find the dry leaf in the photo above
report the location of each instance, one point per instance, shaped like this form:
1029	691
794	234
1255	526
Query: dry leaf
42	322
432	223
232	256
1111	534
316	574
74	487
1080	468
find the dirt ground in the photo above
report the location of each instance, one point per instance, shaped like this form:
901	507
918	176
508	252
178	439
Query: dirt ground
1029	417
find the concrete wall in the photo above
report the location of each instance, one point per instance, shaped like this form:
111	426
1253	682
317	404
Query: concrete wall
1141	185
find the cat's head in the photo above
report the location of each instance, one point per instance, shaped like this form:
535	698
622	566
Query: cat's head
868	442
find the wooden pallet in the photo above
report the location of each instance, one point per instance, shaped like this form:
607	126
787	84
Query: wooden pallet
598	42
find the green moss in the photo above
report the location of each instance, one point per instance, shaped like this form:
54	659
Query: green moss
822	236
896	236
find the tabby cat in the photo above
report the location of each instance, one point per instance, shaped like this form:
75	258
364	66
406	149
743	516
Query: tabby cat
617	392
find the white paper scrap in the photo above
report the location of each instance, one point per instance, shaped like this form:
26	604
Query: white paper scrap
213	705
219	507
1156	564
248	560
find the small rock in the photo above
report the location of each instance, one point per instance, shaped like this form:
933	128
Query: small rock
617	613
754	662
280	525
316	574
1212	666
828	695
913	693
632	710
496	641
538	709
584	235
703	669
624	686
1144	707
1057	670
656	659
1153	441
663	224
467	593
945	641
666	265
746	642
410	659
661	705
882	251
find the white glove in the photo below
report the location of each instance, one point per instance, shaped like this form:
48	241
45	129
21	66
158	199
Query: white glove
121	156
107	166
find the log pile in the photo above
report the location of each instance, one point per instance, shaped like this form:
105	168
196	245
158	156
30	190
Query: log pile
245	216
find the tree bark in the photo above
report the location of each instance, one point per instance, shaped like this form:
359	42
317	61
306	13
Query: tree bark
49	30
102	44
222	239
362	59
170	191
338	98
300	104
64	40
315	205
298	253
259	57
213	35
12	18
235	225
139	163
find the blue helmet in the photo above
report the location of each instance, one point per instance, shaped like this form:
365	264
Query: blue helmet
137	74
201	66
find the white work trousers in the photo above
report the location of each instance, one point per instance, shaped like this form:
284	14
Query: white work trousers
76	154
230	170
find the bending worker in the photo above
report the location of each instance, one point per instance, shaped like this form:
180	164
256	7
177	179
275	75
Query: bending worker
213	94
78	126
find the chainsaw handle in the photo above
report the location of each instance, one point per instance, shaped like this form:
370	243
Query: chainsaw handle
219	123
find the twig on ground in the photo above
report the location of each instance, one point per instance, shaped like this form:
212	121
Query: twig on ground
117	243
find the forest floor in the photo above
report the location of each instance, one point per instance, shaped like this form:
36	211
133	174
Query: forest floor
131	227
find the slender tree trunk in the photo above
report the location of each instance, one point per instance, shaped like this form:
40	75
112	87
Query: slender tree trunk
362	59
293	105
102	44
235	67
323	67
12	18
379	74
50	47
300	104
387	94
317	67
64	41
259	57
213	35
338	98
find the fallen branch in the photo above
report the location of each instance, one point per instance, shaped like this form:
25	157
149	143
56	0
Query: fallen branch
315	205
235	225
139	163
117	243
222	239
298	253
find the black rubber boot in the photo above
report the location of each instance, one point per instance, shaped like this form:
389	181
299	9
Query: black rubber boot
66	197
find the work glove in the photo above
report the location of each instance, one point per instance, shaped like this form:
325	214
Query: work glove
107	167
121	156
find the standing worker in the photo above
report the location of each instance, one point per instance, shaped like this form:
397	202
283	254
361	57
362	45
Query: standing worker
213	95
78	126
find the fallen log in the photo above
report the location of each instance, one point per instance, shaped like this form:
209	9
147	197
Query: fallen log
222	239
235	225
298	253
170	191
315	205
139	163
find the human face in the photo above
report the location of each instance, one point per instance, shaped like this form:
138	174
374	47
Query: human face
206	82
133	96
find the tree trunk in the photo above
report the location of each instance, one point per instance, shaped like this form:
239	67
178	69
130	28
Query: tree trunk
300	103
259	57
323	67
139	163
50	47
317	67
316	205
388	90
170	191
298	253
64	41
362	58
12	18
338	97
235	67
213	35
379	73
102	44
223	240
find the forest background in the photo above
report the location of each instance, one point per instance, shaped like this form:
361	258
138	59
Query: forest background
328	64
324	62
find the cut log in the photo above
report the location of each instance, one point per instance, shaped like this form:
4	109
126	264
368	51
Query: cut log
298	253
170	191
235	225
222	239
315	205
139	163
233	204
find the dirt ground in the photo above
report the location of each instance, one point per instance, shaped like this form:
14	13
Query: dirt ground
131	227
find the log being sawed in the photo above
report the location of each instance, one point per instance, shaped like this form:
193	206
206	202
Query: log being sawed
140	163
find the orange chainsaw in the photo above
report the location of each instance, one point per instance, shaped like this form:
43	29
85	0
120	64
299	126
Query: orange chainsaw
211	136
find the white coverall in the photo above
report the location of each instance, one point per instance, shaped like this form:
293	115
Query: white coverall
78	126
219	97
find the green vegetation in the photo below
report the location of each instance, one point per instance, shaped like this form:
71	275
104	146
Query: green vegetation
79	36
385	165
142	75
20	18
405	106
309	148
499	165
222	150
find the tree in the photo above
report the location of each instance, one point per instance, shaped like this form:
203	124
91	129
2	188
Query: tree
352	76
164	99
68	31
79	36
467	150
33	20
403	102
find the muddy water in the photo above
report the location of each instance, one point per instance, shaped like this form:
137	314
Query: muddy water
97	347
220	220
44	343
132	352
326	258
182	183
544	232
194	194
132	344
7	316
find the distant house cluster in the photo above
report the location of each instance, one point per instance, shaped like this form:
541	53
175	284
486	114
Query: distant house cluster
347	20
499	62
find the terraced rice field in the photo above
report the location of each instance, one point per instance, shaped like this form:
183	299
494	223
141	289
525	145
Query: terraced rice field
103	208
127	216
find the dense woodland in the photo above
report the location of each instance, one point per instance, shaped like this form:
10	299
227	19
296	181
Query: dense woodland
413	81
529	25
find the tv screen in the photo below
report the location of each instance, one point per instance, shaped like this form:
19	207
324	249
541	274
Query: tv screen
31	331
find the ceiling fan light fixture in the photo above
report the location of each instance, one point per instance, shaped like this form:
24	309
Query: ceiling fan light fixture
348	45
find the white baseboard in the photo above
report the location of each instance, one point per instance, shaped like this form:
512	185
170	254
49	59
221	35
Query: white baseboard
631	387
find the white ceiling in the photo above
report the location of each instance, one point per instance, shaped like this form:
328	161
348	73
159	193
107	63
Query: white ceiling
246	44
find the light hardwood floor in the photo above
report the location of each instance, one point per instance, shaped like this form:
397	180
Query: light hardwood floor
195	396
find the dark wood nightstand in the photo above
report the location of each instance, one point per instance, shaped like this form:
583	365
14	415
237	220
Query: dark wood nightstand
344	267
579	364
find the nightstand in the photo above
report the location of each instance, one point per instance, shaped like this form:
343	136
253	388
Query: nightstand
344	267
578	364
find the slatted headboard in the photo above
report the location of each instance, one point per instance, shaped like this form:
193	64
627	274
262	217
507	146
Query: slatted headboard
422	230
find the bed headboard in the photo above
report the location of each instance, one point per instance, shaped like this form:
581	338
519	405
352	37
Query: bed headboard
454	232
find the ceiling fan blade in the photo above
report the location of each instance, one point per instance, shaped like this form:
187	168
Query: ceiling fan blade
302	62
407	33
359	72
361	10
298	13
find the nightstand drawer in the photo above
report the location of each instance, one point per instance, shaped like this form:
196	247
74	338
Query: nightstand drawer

- What needs to be done -
Please repeat all the records above exactly as they appear.

- Result for this task -
find the dry leaf in the photo above
report the location of each instance, one point per instance, shaped like this form:
1029	691
794	234
1255	526
Query: dry leaf
42	322
432	223
232	256
1111	534
316	574
74	487
1080	468
find the dirt ground in the photo above
report the location of each instance, one point per instance, shaped like this form:
901	507
918	176
508	252
178	439
Query: dirt ground
1029	417
find the concrete wall in the photo above
report the location of each instance, one point per instance, shaped like this form:
111	426
1253	682
317	404
Query: concrete wall
1141	185
find the cat's head in the photo above
report the location of each instance, one point per instance, shaped like this form:
535	698
622	566
Query: cat's head
868	442
find the wooden pallet in the photo above
report the location of each instance, one point per instance, shaped like this form:
607	126
787	84
Query: wooden pallet
598	42
find the green moss in the photo above
report the location of each instance, one point per instance, shaped like this form:
54	659
Query: green moss
822	236
896	236
find the tabby cat in the photo above
report the location of each instance, one point per instance, shaped like this form:
75	258
364	66
406	149
743	516
Query: tabby cat
617	392
find the white paper scrap in the photo above
report the location of each instance, one point per instance, shaped like this form:
26	604
Query: white paper scrap
213	705
219	507
1156	564
248	560
find the small rock in the photo above
report the location of each instance, one point per instance, shaped like this form:
933	128
Query: small rock
617	613
754	662
280	525
316	574
1212	666
828	695
913	693
632	710
496	641
538	709
584	235
703	669
624	686
1144	707
1057	670
656	659
1153	441
663	224
467	593
945	641
666	265
746	642
410	659
661	705
882	251
find the white glove in the photo below
report the location of each instance, one point per instance, shaped like this form:
48	241
45	129
21	66
158	199
Query: white glove
121	156
107	166
find the log pile in the photo above
report the location of each instance, one point per instance, shaped like this form:
105	168
196	245
158	156
30	190
Query: log pile
245	216
find the tree bark in the photo above
report the location of each instance, one point per instance, shaped like this form:
359	42
317	61
306	13
Query: tree bark
49	30
102	44
222	239
362	59
170	191
338	98
300	104
64	40
315	205
298	253
259	57
213	35
12	18
235	225
139	163
find the blue helmet in the photo above
report the location of each instance, one point per instance, shaped like this form:
365	264
Query: blue helmet
137	74
201	66
find the white work trousers in the photo above
report the location of each instance, one point per instance, shaped like this form:
284	14
Query: white work trousers
76	154
230	170
find the bending worker in the photo above
report the location of each instance, one point per instance, shaped like this form:
180	164
256	7
177	179
275	75
Query: bending worker
213	94
78	126
find the chainsaw handle in the photo above
report the location of each instance, one point per instance, shaped like this form:
370	243
Query: chainsaw handle
219	123
find the twig on ground in the photo above
report the location of each instance, one point per instance, shaped like this form:
212	121
Query: twig on ground
117	243
find the forest floor in the photo above
report the location of each instance, one point per instance, shaped like this form:
36	211
133	174
Query: forest floor
131	227
find the slender tree trunk in the photo above
report the location of each instance, one point per instance, shaped like this form:
40	75
112	87
Query: slender tree trunk
362	59
293	105
102	44
235	67
323	67
12	18
379	74
50	47
300	104
387	94
317	67
64	41
259	57
213	35
338	98
find the fallen branch in the photo above
report the location of each instance, one point per instance, shaped like this form:
25	157
149	143
56	0
Query: fallen branch
315	205
235	225
139	163
117	243
222	239
298	253
find the black rubber boot in the photo above
report the location of each instance, one point per instance, shaped like this form:
389	181
299	9
Query: black rubber boot
66	197
find the work glove in the photo above
report the location of each instance, one point per instance, shaped like this form:
325	214
Query: work glove
107	167
121	156
find the standing worker in the photo above
report the location of each instance, one point per instance, shaped like this form:
397	202
283	254
361	57
362	45
Query: standing worker
213	95
78	126
find the fallen log in the photo above
report the location of each instance, one point per instance, shaped like this form:
209	9
147	197
Query: fallen log
222	239
235	225
298	253
170	191
315	205
139	163
find the human face in the photo above
report the location of each instance, one point per instance, shaped like this form:
138	174
374	47
Query: human face
206	82
133	96
find the tree trunk in the photo above
report the location of each instance, one point per instance, shaped like this form:
239	67
178	69
130	28
Query: tree trunk
300	103
259	57
323	67
139	163
50	47
317	67
316	205
388	90
170	191
298	253
64	41
362	58
12	18
338	97
235	67
213	35
379	73
102	44
223	240
find the forest background in the photo above
report the location of each instance, one point per instance, shaped like this form:
361	258
138	59
Query: forest background
328	64
324	62
find the cut log in the photo above
report the location of each instance, one point per instance, shaped like this form:
4	109
126	264
368	51
Query: cut log
298	253
170	191
235	225
222	239
315	205
139	163
233	204
find the dirt ground in the photo above
report the location of each instance, one point per instance, shaped like this form:
14	13
Query: dirt ground
131	227
find the log being sawed in the photo above
report the location of each instance, one point per instance, shaped like this form:
193	206
206	202
Query: log being sawed
140	163
find the orange chainsaw in the photo above
report the location of each instance, one point per instance, shaped like this form:
43	29
85	0
120	64
299	126
Query: orange chainsaw
211	136
find the white coverall in the photo above
report the location of each instance, one point per instance, shaped like this form:
293	115
Query: white coverall
78	126
219	97
find the green vegetation in the photo below
report the location of each instance, one point per instance, shaped like this form:
71	275
104	146
Query: green vegetation
79	36
385	165
142	75
20	18
405	106
309	148
499	165
222	150
find the tree in the photo above
report the location of each instance, one point per instance, shaped like this form:
203	124
91	129
2	188
Query: tree
352	76
164	99
68	31
79	36
467	150
33	20
403	102
find the muddy water in the photo above
report the location of each instance, one point per instance, shaped like this form:
137	314
Query: muddy water
97	347
220	220
44	343
132	352
326	258
182	183
544	232
194	194
132	344
7	316
find the distant house cluster in the photo above
report the location of each instance, one point per instance, shaped like this form:
541	53
175	284
486	114
Query: distant house cluster
347	20
499	62
find the terraced rice field in the photo above
report the location of each instance, one point per instance, shaped like this form:
183	299
494	223
141	289
525	145
Query: terraced rice field
103	208
127	216
find the dense woodland in the photo above
report the location of each instance, one point per instance, shaped like this form:
10	299
227	19
296	181
Query: dense woodland
413	81
529	25
find the tv screen in the photo below
report the location of each instance, one point per instance, shaped like this form:
19	207
324	249
541	274
Query: tv screen
31	331
find the ceiling fan light fixture in the photo above
report the location of each instance, one point per instance, shaped like this form:
24	309
Query: ceiling fan light fixture
348	45
find the white baseboard in the photo above
report the location of each instance, one point per instance, shaped like this form:
512	185
170	254
49	59
221	35
Query: white baseboard
631	387
find the white ceiling in the photo above
report the location of each instance, one point per instance, shaped like this form:
328	161
348	73
159	193
107	63
Query: white ceiling
246	44
find the light hardwood floor in the photo above
report the location of each instance, one point per instance, shaped like this form:
397	180
Query: light hardwood floor
195	396
find the dark wood nightstand in the photo above
report the location of each instance, one point per instance, shaped like this form:
583	365
14	415
237	220
Query: dark wood nightstand
344	267
579	364
find the nightstand in the photo above
report the location of each instance, one point per instance, shaped like this form:
343	136
253	388
Query: nightstand
344	267
578	364
find the slatted headboard in the photo above
report the location of each instance, one point per instance, shaped like this form:
193	64
627	274
262	217
507	146
Query: slatted headboard
422	230
find the bed headboard in the photo above
report the location of each instance, one point per instance, shaped like this form:
581	338
519	405
352	37
Query: bed headboard
454	232
find the ceiling fan blade in the photo above
report the location of each instance, one point per instance, shaped like this form:
187	168
Query: ceiling fan blade
302	62
407	33
359	72
361	10
298	13
find the nightstand drawer in the photo above
report the location of each instance, one point per instance, shaped like this form:
196	247
74	338
Query: nightstand drawer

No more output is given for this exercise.